>> BEGIN Page text
To toast the upcoming arrival of a new decade (2020 show me something good, my love) let’s do a exercise in retrospection.
If I had a chance to speak to my 22-year-old self (that’s now minus a decade. Age reveal!).
Here’s what I would tell that stubborn little hell raiser:
You are 22 and you know god damn everything. You will kill yourself to be right that he is the one because you believe so desperately in redemption stories and more so in true love. Plot twist, he wont change. Leave him be.
You will break a few hearts but will only be sorry over two of them. You’ll make the same mistake twice. Shake it off. You’re a romantic, the best love story is yet to be written.
You will grieve, it will hurt. I want to tell you it will heal but we are still in the process.
You need to eat better, you get too skinny when sad.
Do more living. But not in the dumbass impulsive way that you do things. Think about consequences better. Take your own advice. Be as nice to yourself as you are to your friends. Admit defeat and admit emotion. Find balance between pride and humility. You’re going to swallow a lot of pride, get used to the taste.
>> END Page text
» Given request: From the advice to a younger self, reproduce the passage starting at "Here’s what I" and ending at "Leave him be.". These records have nothing to do with the text above.
>> BEGIN Supplied records
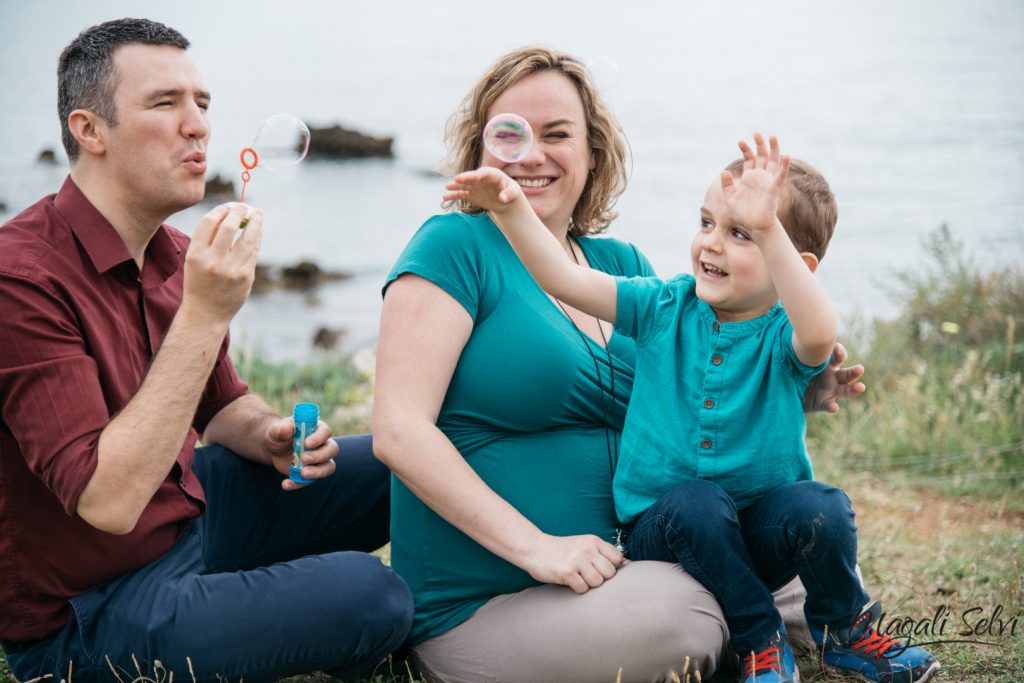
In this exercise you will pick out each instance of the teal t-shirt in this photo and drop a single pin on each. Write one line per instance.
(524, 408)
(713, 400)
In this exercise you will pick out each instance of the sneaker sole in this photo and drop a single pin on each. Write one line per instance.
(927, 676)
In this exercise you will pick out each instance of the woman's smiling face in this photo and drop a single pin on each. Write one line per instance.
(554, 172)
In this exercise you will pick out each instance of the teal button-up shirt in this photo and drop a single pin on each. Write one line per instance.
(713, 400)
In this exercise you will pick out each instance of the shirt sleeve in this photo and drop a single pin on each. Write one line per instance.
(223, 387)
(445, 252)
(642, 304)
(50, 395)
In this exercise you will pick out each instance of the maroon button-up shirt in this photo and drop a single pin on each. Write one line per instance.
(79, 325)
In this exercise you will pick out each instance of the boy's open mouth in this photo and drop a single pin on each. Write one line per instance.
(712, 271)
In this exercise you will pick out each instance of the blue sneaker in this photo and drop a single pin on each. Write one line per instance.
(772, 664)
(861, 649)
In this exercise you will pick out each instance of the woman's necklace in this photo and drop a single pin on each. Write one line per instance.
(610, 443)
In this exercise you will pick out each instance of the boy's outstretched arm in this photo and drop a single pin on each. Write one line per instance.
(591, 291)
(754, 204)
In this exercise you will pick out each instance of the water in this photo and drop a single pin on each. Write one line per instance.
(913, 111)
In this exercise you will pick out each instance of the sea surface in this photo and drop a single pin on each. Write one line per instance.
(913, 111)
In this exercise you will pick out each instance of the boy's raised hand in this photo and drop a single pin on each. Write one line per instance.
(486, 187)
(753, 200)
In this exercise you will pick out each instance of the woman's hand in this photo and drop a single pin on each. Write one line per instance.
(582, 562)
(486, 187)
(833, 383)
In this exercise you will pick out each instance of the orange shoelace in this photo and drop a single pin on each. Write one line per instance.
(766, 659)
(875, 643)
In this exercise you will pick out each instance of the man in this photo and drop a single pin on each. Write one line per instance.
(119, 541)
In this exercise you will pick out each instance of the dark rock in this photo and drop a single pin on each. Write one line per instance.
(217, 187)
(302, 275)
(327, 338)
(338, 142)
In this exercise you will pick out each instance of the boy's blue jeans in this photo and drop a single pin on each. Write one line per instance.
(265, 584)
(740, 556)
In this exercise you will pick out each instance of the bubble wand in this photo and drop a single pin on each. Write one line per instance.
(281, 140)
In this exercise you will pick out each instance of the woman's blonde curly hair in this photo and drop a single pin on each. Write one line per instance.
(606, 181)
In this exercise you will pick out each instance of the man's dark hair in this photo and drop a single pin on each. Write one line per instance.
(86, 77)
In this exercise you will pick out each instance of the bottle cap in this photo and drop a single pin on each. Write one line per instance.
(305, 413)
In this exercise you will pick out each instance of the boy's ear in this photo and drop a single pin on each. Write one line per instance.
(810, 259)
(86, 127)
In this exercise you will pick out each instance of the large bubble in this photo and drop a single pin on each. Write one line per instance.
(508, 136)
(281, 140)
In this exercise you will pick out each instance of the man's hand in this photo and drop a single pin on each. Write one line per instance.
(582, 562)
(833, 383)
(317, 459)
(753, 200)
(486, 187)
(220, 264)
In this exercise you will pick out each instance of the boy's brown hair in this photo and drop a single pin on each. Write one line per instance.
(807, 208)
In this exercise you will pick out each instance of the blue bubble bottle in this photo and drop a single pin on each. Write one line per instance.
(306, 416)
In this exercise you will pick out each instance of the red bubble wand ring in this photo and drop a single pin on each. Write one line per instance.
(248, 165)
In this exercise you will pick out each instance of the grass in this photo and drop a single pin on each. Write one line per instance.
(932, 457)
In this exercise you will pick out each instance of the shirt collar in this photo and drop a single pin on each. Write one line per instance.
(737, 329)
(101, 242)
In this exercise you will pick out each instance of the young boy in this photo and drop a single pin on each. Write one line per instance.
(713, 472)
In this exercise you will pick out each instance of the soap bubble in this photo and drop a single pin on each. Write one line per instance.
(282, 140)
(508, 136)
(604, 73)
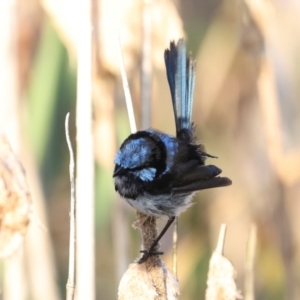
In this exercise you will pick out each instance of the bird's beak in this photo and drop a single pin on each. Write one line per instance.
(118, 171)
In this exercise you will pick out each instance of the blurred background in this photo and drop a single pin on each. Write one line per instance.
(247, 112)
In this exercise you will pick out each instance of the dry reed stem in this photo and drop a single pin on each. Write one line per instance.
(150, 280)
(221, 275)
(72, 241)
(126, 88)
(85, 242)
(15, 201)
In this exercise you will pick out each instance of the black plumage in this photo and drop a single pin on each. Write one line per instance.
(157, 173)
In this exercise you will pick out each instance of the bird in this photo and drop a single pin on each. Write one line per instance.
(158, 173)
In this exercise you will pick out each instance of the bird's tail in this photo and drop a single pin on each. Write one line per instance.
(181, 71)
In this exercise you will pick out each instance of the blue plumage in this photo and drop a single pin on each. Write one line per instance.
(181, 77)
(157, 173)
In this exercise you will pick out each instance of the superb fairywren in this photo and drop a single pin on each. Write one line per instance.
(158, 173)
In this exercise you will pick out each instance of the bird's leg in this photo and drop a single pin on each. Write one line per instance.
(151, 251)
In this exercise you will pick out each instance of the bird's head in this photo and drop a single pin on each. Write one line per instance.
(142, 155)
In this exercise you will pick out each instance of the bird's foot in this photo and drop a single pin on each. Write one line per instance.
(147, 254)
>> END Supplied records
» Complete answer:
Here’s what I would tell that stubborn little hell raiser:
You are 22 and you know god damn everything. You will kill yourself to be right that he is the one because you believe so desperately in redemption stories and more so in true love. Plot twist, he wont change. Leave him be.